С помощью подобных действий ребенок приводился в соответствие с теми “идеалами” физического облика, которые приняты в данной традиции (об интерпретации таких действий, как “переделка тела”, см.: Gelis, 1984; как своего рода “доделывание” — см.: Чеснов, 1991). Здесь всегда присутствует элемент искусственности, необходимый для проведения разграничительной линии между сугубо человеческим и нечеловеческим (естественным). Особенно следует отметить роль процедуры измерения: то, что измерено (соотнесено с другими вещами, и прежде всего с самим человеком), становится реальностью, приобретает право на существование в освоенном (соразмерном человеку) мире.

О д е в а н и е новорожденного — следующий акт его приобщения к сфере культуры. Не случайно этой операции придавался отчетливый символический характер. После купания ребенка заворачивали в рубаху отца, причем эта рубаха не должна была быть новой и чистой (“смоется отцовская любовь”). Лучше, если она старая и загрязненная (Сумцов, 1880, с. 88). Существуют свидетельства о заворачивании ребенка (девочки) в рубаху матери на Украине и в некоторых местах России (Чубинский, 1877, с. 9). У карел “в тех случаях, коща хотели, чтобы следующим родился сын, особенно если первенцем была девочка, повитуха тут же, на месте родов, заворачивала ребенка в старую отцовскую рубаху, приговаривая: „Дай бог сына на смену отцу, ребенка по стопам родителя". Если же хотели дочь, заворачивали новорожденного в материнскую рубаху, приговаривая: „Дай бог дочь на смену матери"” (Сурхаско, 1985, с. 30).

 

В обрядовом заворачивании ребенка важны все три момента: и то, что использовалась преимущественно одежда отца; и то, что она должна быть старой, и ее загрязненность. Но, пожалуй, главным является сам факт обретения одежды, так как о д е т о с т ь — важнейший признак человека, его включенности в социальные отношения. Вместе с тем это еще не вполне одежда. Показательно, что она не надевается на ребенка, а он в нее з а в о р а ч и в а е т с я. Ближайшим аналогом является не “настоящая” (взрослая) одежда, а с а в а н, особенно в тех случаях, когда он представляет собой кусок холста, в который заворачивается тело покойника.

Одежда в народных представлениях является неотторжимой частью ее носителя. Заворачивание новорожденного в отцовскую рубаху не просто символизирует связь между ними. Ребенок становится продолжением, “распространением” не только матери, но и отца, его частью.

* [ЗАДАНИЕ]: Подхватите текст о первых обрядах над новорожденным и продолжите его сразу после последнего предложения.

* [ИСХОДНЫЕ ДАННЫЕ]:
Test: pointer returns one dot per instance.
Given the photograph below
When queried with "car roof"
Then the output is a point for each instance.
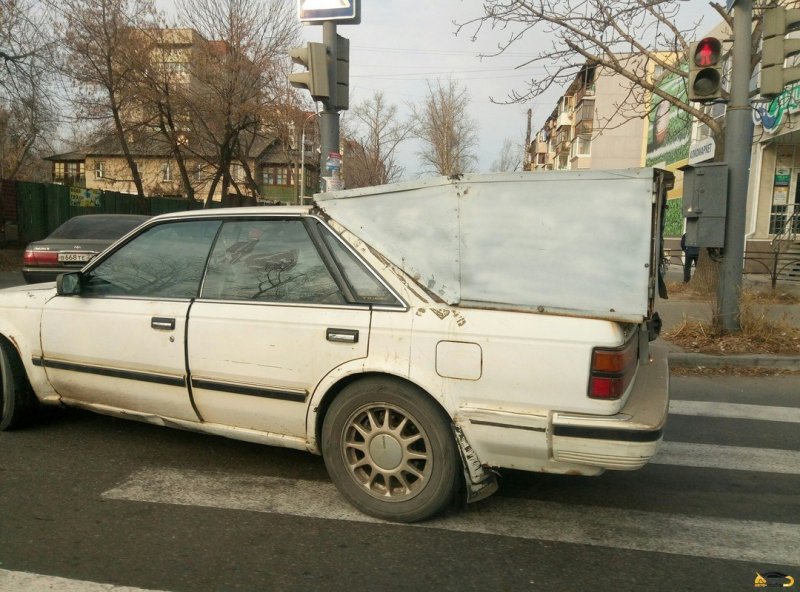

* [ОТВЕТ]:
Категория с т а р о г о в традиционной культуре отчетливо связывается со “своим”, обжитым, освоенным. Старые, поношенные вещи воплощали идею преемственности, передачи благ и ценностей от одного поколения к другому (ср. роль грязи, мусора, сора в ритуалах, ориентированных на воссоздание мира и освоение природы, — см. ниже). Поэтому далеко не случайно детская “новизна” (пеленки, одежда) делается из “старизны” (Никифоровский, 1897, с. 14). Любопытно, что в том случае, если в семье дети раньше умирали, “повитуха принимала новорожденного в штаны отца” (Ярославская, Тульская губ. - Маслова, 1984, с. 103).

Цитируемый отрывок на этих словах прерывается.